* EXERCISE INSTRUCTIONS
How many lines in the rows below contain the string "white"? Reply with the number alone.

Source records
** start **
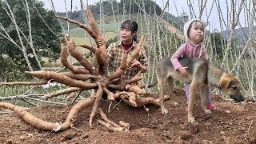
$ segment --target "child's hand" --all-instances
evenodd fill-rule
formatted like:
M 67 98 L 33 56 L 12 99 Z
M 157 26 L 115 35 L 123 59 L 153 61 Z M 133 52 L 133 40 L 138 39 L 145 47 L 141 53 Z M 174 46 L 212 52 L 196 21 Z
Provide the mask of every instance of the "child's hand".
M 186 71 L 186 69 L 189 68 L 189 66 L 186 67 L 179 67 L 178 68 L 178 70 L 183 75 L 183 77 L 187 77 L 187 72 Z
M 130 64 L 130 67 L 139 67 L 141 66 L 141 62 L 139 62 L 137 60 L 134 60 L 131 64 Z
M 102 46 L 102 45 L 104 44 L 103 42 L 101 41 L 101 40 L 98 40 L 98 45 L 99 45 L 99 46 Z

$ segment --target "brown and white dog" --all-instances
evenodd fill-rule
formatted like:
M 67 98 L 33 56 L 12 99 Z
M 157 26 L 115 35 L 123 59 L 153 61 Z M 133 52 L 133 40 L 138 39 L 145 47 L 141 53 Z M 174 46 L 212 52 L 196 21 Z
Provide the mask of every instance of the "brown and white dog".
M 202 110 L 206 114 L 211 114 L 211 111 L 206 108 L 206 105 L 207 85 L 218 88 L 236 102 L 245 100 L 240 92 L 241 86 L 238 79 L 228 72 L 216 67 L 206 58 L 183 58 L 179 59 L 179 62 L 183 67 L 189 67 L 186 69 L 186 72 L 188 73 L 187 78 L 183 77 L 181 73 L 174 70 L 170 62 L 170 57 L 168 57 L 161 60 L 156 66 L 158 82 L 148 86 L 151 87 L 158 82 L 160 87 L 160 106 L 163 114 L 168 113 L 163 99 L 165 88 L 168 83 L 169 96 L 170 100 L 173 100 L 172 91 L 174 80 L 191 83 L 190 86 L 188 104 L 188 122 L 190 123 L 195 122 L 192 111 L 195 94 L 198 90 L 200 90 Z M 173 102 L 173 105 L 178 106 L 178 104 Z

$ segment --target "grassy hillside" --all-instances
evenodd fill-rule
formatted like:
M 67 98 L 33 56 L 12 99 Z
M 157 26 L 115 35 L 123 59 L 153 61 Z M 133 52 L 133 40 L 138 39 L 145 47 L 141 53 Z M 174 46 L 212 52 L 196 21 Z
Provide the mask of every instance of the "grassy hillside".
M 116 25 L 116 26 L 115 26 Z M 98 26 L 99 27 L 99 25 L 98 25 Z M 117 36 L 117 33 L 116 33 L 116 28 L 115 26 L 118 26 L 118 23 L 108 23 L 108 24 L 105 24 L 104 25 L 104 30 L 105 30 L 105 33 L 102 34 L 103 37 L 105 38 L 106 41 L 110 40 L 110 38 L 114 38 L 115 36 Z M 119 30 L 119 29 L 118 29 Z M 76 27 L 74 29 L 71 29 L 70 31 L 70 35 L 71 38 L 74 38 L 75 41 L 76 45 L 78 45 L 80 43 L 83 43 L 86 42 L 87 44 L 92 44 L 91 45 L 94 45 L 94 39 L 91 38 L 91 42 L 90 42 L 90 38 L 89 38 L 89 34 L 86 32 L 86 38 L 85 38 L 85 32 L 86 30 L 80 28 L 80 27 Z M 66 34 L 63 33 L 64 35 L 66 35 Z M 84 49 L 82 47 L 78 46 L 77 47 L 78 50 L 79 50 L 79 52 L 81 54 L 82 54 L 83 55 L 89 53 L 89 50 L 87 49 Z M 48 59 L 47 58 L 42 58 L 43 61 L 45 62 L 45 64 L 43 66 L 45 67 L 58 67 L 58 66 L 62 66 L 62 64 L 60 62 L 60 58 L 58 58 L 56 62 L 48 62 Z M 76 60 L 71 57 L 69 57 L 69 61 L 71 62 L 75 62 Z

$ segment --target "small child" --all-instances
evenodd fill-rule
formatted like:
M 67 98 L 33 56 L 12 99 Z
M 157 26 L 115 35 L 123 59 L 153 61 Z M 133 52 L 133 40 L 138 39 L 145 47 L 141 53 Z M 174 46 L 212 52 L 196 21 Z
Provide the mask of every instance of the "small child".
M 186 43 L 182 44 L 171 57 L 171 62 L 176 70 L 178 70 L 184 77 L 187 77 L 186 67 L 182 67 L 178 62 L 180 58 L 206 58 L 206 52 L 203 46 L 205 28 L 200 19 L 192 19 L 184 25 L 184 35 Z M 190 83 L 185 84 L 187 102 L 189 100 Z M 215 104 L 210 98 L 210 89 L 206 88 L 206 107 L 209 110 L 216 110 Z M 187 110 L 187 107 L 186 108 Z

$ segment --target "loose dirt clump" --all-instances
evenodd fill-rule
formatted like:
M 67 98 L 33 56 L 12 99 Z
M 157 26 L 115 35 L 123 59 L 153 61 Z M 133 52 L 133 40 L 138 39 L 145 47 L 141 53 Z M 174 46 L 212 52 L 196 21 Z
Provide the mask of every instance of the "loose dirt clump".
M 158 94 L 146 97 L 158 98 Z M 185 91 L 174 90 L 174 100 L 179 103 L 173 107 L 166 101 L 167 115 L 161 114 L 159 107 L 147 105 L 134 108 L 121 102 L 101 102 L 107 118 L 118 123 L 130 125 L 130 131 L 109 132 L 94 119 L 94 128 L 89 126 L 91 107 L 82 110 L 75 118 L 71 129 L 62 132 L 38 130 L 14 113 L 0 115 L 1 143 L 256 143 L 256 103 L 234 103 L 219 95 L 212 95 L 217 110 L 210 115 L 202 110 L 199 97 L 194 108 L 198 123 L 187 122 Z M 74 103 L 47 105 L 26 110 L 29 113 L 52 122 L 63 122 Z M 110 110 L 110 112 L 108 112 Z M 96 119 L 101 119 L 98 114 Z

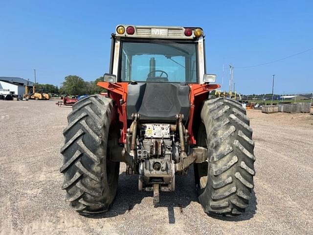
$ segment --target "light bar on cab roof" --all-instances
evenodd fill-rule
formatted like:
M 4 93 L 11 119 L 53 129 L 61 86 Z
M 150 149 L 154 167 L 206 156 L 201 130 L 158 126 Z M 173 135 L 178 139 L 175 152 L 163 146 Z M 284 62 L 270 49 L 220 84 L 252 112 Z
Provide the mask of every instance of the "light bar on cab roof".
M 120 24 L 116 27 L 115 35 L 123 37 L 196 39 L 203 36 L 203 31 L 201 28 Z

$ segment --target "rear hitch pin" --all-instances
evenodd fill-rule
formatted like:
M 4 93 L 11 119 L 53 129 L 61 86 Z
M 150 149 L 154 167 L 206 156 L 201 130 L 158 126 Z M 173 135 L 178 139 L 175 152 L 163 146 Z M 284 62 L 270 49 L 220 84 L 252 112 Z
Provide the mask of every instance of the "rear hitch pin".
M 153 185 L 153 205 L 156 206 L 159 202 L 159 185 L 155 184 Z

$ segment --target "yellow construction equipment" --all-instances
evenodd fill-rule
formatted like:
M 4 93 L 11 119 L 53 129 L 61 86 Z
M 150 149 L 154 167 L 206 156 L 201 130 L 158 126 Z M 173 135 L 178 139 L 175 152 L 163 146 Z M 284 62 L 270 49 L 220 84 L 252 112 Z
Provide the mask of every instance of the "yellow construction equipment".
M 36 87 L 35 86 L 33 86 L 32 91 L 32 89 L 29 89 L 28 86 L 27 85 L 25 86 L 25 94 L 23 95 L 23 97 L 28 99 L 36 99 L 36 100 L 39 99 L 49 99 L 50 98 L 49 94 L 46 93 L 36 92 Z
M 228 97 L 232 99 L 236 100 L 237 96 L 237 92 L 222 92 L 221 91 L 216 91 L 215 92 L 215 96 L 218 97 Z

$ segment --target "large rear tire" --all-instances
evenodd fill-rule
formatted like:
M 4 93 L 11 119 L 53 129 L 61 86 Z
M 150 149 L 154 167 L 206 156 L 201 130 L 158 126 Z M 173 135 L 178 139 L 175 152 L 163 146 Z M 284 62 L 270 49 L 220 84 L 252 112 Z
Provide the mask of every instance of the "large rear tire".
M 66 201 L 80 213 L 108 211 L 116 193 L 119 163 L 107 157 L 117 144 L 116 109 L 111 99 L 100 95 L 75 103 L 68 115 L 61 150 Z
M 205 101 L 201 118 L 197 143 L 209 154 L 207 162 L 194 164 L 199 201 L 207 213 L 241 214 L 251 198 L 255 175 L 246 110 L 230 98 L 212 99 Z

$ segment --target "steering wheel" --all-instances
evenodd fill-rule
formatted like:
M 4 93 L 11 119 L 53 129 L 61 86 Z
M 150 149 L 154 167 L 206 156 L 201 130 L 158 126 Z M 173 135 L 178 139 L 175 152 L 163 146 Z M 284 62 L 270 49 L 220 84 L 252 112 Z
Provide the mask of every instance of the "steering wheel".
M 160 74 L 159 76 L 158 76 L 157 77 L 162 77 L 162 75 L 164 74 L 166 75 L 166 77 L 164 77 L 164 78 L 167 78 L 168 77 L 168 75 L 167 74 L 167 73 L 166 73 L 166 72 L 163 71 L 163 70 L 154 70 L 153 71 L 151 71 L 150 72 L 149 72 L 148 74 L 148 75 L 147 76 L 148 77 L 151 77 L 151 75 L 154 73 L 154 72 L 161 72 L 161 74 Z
** end **
** start **
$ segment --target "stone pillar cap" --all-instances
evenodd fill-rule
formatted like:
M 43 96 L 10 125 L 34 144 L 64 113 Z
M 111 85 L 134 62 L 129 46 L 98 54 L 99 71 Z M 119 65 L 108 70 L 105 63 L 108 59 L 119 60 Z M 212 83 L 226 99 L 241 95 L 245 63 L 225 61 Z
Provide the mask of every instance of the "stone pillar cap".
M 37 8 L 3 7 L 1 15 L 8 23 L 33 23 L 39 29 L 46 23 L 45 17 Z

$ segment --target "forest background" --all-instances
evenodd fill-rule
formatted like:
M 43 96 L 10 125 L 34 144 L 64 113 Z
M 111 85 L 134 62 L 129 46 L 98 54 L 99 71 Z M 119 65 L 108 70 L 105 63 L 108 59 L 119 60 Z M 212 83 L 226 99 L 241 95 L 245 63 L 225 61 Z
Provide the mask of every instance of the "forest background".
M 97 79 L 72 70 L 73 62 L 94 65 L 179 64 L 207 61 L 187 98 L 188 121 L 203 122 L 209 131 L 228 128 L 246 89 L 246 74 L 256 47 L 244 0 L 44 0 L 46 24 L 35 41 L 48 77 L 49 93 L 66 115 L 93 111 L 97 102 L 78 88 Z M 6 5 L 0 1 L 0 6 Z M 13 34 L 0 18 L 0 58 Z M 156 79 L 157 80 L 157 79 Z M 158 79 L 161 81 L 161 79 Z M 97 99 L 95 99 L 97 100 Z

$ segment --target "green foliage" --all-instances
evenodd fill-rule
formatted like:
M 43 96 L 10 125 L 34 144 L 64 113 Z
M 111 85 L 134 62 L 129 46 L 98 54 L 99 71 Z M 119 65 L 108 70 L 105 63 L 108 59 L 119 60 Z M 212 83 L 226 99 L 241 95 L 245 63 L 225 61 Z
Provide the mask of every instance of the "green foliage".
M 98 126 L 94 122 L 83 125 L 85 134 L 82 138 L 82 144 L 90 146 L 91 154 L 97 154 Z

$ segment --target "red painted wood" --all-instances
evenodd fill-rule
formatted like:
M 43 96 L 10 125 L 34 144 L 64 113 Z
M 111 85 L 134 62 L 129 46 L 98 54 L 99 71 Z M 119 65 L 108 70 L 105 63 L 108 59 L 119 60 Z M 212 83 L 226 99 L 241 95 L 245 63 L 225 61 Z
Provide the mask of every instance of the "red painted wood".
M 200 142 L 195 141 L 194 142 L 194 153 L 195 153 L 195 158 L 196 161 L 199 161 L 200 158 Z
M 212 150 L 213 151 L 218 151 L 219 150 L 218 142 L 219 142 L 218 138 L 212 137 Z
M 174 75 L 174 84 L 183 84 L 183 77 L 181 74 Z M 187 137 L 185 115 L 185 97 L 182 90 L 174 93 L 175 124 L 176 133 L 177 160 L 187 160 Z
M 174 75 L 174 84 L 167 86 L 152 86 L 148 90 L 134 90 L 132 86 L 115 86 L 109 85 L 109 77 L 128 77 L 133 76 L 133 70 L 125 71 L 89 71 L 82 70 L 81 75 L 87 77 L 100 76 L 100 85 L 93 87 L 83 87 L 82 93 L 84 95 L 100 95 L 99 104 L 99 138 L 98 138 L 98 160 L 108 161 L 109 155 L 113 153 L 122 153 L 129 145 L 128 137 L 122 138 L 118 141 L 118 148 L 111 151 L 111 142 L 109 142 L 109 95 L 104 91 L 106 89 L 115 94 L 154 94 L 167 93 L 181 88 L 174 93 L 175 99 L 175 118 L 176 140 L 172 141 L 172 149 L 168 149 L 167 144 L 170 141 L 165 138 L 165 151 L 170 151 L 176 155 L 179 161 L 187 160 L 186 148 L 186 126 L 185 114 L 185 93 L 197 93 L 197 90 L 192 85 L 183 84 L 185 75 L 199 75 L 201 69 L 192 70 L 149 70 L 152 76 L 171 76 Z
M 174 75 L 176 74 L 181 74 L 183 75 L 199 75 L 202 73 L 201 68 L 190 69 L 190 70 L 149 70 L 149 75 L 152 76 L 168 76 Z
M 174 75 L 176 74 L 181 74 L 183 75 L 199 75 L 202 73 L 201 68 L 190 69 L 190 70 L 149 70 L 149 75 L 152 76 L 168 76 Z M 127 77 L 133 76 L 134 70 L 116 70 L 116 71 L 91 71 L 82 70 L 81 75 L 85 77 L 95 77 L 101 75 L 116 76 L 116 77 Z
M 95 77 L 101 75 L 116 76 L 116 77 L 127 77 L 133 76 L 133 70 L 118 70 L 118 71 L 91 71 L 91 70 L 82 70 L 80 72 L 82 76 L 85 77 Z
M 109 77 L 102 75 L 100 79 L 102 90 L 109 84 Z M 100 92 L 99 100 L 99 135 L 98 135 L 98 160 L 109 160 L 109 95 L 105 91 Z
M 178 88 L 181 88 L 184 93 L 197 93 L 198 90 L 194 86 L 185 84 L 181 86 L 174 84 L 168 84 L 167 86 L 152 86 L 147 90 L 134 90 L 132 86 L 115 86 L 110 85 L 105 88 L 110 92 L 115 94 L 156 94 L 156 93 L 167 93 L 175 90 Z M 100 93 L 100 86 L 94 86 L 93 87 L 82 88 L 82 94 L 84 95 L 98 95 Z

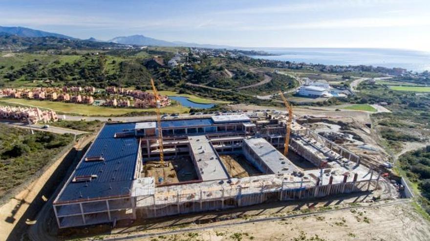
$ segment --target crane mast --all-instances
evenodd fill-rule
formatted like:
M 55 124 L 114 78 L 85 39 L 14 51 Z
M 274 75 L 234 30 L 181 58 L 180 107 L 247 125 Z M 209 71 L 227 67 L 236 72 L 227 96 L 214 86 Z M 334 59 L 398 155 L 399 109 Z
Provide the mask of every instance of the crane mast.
** end **
** start **
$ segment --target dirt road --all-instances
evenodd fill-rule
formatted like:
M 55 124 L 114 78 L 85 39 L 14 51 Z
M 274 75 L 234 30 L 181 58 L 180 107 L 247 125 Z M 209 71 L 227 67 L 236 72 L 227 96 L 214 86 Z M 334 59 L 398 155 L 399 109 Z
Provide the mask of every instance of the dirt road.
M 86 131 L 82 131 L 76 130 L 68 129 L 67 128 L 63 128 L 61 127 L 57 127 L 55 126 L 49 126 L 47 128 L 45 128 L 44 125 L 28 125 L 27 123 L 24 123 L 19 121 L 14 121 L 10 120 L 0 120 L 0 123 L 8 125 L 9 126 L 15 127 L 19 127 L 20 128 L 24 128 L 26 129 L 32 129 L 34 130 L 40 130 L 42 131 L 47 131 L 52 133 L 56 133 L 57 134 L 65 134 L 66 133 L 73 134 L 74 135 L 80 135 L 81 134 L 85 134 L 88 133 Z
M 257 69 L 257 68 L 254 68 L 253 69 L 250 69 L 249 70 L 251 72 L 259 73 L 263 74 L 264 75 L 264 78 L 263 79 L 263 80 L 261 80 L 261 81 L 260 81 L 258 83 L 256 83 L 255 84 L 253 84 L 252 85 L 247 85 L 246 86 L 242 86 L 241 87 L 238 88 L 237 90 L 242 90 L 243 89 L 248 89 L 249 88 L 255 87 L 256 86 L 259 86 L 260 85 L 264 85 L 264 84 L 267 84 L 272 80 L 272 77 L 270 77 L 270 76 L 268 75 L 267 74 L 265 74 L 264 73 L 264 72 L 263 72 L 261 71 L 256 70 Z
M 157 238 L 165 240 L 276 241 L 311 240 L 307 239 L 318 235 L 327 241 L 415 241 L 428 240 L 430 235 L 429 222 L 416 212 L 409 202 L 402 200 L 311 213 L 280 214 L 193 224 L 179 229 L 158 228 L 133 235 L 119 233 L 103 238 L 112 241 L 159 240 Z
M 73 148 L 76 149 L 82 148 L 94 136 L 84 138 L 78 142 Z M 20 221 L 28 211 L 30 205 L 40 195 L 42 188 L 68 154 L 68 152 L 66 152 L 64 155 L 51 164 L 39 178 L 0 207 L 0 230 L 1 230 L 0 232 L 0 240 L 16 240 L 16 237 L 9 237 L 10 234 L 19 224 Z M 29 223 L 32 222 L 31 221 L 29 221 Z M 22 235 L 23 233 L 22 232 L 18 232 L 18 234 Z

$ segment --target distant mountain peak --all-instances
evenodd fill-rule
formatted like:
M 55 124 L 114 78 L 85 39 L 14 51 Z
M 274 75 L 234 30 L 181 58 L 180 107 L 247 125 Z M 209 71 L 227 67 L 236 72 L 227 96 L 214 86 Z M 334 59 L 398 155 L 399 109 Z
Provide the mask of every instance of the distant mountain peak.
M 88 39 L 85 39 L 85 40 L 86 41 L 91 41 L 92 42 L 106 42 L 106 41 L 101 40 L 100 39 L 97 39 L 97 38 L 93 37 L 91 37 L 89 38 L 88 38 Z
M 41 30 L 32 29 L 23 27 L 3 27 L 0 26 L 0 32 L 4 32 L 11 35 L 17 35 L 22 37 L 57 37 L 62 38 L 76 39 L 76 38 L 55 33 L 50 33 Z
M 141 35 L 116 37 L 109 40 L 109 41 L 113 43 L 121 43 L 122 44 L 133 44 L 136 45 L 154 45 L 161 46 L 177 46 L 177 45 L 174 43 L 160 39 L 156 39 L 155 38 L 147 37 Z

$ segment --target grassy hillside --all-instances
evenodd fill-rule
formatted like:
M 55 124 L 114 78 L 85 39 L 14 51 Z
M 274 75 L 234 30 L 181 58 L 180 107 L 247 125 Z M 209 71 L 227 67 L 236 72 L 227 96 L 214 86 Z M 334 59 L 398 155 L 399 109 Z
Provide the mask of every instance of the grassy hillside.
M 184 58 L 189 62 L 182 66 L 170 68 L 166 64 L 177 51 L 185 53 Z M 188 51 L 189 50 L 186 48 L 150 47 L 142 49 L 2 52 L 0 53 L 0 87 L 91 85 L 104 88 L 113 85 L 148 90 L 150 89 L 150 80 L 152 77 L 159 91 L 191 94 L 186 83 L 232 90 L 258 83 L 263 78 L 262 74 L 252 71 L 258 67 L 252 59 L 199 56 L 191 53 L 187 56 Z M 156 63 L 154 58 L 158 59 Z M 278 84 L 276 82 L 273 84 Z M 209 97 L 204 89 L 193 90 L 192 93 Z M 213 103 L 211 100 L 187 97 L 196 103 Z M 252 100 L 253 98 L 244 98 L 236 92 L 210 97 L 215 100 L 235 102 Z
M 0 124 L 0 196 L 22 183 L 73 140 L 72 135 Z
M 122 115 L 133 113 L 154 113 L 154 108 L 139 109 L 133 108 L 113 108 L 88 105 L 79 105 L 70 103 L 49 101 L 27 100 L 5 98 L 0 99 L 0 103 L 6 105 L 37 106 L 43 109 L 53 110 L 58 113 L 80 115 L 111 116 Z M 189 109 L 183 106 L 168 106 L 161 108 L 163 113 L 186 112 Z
** end **
* COMPLETED TASK
2